● **PASSAGE SHOWN**:
<<<<
With the way the media has been portraying things recently I have been pondering how we view things. For example take birds. We marvel at eagles, we use cuckoos as a herald for spring, and we are superstitious about magpies. Yet each of the birds kills the chicks of other birds but I have only ever heard magpies be condemned for doing it in a big way.

So now we look at one side of a conflict/war/atrocity as a hero and the other side as evil. It can even switch sides if something happens to do that viewpoint. For instance England fought against France for hundreds of years and yet in the First World War many British men died fighting with the French. And then for a brief period France, Germany and Britain were all in the EU together.

I wonder what makes us view things in a certain way?

Yesterday I got upset with someone I was having coffee with. When I took time out to examine the why of how I felt I realised she reminded me of something in my past and it was that wound I was reacting to. I’ve had similar things with projects that come to an end. It hurts more than just a freelancer being insecure about where the next job comes from. But again if I slow down and listen to my heart I realise where that hurt comes from.

So I wonder as we go into the good guy/bad guy, good thing/bad thing way of labeling things we need to slow down, check with our hearts and ask ourselves why we are doing this. Is it to do with the present situation we are in or is it to do with some greater hurt or fear?

Hopefully tomorrow I’ll do a blog on my thoughts on why the Bible tells of man eating from the tree of the knowledge of good and evil rather the tree of knowledge because I think this explains something.

So next time you think about labeling something or someone good or bad slow down, listen deeply to your heart – that bit of your heart that doesn’t get heard too often, and see if you can find the real reason. Then give your heart a hug and be kind to yourself for over reacting, as I did yesterday.
>>>>
● **PROMPT 1**: Translate this sentence from the passage into Spanish: "I wonder what makes us view things in a certain way?"

● **Location identification entries**:
<<<<
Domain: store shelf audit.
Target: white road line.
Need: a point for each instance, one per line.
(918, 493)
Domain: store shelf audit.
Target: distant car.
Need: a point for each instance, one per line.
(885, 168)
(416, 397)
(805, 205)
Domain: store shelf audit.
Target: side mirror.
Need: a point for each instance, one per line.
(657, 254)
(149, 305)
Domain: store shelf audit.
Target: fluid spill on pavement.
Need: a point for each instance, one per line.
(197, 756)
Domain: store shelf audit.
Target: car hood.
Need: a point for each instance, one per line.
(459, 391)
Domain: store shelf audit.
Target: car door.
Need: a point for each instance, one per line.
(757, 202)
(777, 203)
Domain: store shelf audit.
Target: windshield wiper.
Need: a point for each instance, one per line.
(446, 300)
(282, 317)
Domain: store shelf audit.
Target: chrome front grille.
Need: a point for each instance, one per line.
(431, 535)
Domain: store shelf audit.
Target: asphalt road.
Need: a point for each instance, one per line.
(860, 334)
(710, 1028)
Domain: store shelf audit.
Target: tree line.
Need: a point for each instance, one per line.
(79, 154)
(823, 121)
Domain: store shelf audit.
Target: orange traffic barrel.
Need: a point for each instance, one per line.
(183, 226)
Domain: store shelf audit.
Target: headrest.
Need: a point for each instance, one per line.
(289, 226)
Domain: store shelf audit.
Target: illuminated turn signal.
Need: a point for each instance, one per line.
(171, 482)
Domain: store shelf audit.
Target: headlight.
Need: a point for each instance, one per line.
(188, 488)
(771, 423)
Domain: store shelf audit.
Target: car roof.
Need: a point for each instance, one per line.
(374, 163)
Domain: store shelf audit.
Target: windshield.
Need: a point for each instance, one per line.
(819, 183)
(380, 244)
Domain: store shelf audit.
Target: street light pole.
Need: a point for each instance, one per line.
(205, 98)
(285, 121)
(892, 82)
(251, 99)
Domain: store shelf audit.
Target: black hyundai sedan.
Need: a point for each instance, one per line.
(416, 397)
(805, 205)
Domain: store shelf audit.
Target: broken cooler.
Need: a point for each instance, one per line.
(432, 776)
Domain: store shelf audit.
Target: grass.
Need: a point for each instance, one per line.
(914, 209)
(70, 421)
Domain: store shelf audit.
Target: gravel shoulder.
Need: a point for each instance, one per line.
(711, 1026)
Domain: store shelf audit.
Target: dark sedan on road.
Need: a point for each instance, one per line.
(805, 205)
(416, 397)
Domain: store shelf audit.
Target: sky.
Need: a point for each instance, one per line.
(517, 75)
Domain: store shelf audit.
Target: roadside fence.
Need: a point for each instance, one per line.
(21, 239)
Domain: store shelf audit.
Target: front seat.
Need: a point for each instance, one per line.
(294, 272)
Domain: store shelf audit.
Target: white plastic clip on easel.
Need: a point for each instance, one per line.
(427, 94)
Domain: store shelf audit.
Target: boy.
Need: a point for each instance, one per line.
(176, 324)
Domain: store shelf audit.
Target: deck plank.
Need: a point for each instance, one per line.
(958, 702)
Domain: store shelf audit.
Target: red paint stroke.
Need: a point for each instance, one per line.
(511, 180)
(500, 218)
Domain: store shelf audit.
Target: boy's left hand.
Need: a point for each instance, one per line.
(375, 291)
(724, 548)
>>>>
● **PROMPT 2**: List every line of the listing above that contains the word "white".

● **EXPECTED ANSWER 1**: ¿Me pregunto qué nos hace ver las cosas de cierta manera?

● **EXPECTED ANSWER 2**:
Target: white road line.
Target: white plastic clip on easel.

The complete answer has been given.